### [Given exercise]
The data below must be copied in full and without any change.

### [Excerpted data]
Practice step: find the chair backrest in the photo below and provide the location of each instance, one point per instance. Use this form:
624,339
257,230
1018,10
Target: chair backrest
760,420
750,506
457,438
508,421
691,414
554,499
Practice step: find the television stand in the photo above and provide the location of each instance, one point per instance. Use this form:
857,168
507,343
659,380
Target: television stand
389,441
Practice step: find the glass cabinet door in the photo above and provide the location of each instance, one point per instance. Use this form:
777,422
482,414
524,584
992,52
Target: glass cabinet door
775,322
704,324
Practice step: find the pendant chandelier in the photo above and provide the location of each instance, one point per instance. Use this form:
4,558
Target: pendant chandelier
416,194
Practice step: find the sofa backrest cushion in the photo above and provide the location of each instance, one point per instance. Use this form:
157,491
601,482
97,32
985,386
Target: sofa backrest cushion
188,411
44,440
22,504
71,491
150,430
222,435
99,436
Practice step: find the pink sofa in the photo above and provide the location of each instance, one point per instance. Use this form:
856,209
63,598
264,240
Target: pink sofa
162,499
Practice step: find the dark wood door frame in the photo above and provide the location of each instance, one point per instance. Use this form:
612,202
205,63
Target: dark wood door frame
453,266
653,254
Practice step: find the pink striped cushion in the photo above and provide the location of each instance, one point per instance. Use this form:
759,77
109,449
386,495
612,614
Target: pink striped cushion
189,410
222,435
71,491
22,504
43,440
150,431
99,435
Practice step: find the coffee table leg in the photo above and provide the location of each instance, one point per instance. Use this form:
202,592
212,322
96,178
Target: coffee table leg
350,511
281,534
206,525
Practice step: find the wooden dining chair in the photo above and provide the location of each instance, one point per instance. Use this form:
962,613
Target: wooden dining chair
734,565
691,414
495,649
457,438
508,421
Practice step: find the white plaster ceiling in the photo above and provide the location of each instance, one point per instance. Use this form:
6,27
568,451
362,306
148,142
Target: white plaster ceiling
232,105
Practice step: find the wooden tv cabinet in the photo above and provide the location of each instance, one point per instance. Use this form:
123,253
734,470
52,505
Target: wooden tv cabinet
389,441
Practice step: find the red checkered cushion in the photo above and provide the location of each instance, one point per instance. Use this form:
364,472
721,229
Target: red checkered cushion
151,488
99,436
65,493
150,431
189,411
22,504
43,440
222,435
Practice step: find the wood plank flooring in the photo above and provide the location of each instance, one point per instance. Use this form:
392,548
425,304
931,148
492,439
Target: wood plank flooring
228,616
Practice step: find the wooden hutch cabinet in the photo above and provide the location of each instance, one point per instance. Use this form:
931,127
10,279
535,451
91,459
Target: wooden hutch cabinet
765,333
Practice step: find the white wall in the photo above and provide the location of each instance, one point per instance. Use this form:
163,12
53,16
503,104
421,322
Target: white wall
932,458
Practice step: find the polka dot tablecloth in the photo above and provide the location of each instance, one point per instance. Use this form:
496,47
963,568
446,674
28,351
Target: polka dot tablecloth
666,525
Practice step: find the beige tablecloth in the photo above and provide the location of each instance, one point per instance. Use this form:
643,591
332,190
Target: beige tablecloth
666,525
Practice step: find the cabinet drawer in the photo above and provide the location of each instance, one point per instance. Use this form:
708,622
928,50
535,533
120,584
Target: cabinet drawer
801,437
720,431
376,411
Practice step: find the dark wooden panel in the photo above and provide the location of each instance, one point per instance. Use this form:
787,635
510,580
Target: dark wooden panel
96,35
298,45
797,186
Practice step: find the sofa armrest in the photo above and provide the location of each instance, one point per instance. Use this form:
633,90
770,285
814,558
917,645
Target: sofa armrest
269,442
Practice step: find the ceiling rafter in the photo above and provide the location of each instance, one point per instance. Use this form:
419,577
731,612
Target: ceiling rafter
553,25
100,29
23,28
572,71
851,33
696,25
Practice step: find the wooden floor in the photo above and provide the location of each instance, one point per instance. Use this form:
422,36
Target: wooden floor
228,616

### [Exercise solution]
Practice step: find the chair backrest in the photo below and provide the location of each instance, one point per instance. Use this form:
624,339
257,230
1018,10
Target: chair backrest
760,420
750,506
457,438
508,421
691,414
554,499
Practice step: find the television stand in the photo above and provide the location of each instance, one point per instance. Use this form:
857,168
507,343
659,380
Target: television stand
389,441
Practice step: find the glass cabinet door in the photo above and provide the location of each instance, one point per instance. Use this form:
777,422
482,414
524,584
992,52
Target: glass cabinet door
775,322
704,324
Practice step: find the pendant chandelier in the photo above and provide the location of each instance, one point per instance. Use this form:
4,558
Target: pendant chandelier
416,194
Practice step: find the sofa backrest cushion in the photo above and provide the location of each instance, one point per instance. Use this form:
157,491
601,482
97,32
985,386
Target: sofa backrest cushion
188,411
44,440
22,504
71,491
150,430
222,435
99,436
Practice step: find the pink sofa in the photo above and provide the location of each instance, one point per instance. Use this form:
856,209
63,598
264,240
Target: pink sofa
162,499
Practice step: find the dark wood door frame in the photo above and provide the location of each instance, one point per instance. Use this form:
612,202
205,63
Target: dark wood door frame
453,266
653,254
Practice step: find the pink striped cushion in the photo above and provide the location of each instance, one point per instance. Use this form:
759,77
109,449
386,495
612,614
Target: pink striped cushion
189,410
222,435
71,491
22,504
43,440
150,431
99,435
Practice step: find the coffee table leg in the photo above and provide the location of each instance, one point per instance. Use this form:
202,592
212,322
96,178
Target: coffee table leg
350,511
281,534
206,525
Practice step: find the wooden dining chair in the photo above and provide the location of each instance, one point per instance. Use this form:
962,613
Target: wooden dining chair
734,565
691,414
495,649
457,438
508,421
Practice step: find the white plaster ceiling in the photo above and provide the location of each instance, one point per instance. Use this form:
6,27
568,451
362,306
148,142
Target: white plaster ceiling
232,105
Practice step: find the wooden tv cabinet in the photo above and provide the location of each instance, one point per instance. Use this form:
123,253
734,470
52,505
Target: wooden tv cabinet
389,441
Practice step: find the red checkered cushion in the photo above and provide the location of each instance, one point per instance. Use this form:
364,472
721,229
Target: red checkered cushion
151,488
99,436
65,493
150,431
189,411
22,504
43,440
222,435
Practice step: find the wood plank flooring in the photo above and provide the location of each instance, one point per instance. Use this form:
392,548
425,304
931,148
492,439
Target: wood plank flooring
228,616
Practice step: find the wooden hutch cabinet in the photo above and provide the location of each instance, one point per instance. Use this form:
931,127
10,279
535,451
91,459
Target: wooden hutch cabinet
765,333
Practice step: find the white wall in the photo above and provide the location of each instance, one point per instance. Use this form:
163,12
53,16
503,104
421,322
Target: white wall
932,458
Practice step: find the polka dot tablecloth in the photo above and provide the location of each instance, one point per instance. Use this form:
496,47
963,568
446,674
28,351
Target: polka dot tablecloth
666,525
Practice step: find the beige tablecloth in the photo above and provide the location of each instance, one point per instance. Use this form:
643,591
332,190
Target: beige tablecloth
666,525
Practice step: find the cabinet drawer in the photo above and provide the location of each instance, one point per instance. Use this form:
708,622
928,50
535,533
120,584
Target: cabinet drawer
801,437
720,431
376,411
Practice step: find the dark wooden panel in the photo above and provide the location of each instance, one point per instance. Use this form:
787,635
510,580
Target: dark wooden panel
96,35
298,45
797,186
Practice step: find the sofa armrest in the photo above and provide the location of each instance, one point per instance. Use this form:
633,90
770,285
814,558
917,645
Target: sofa armrest
269,442
Practice step: find the ceiling rafter in the photo above and provide the location of each instance, one point per instance. Use this form:
419,577
731,612
Target: ceiling rafter
553,25
100,29
23,28
572,71
851,33
696,25
Practice step: find the wooden floor in the photo above and provide the location of each instance, one point per instance. Use this form:
422,36
Target: wooden floor
228,616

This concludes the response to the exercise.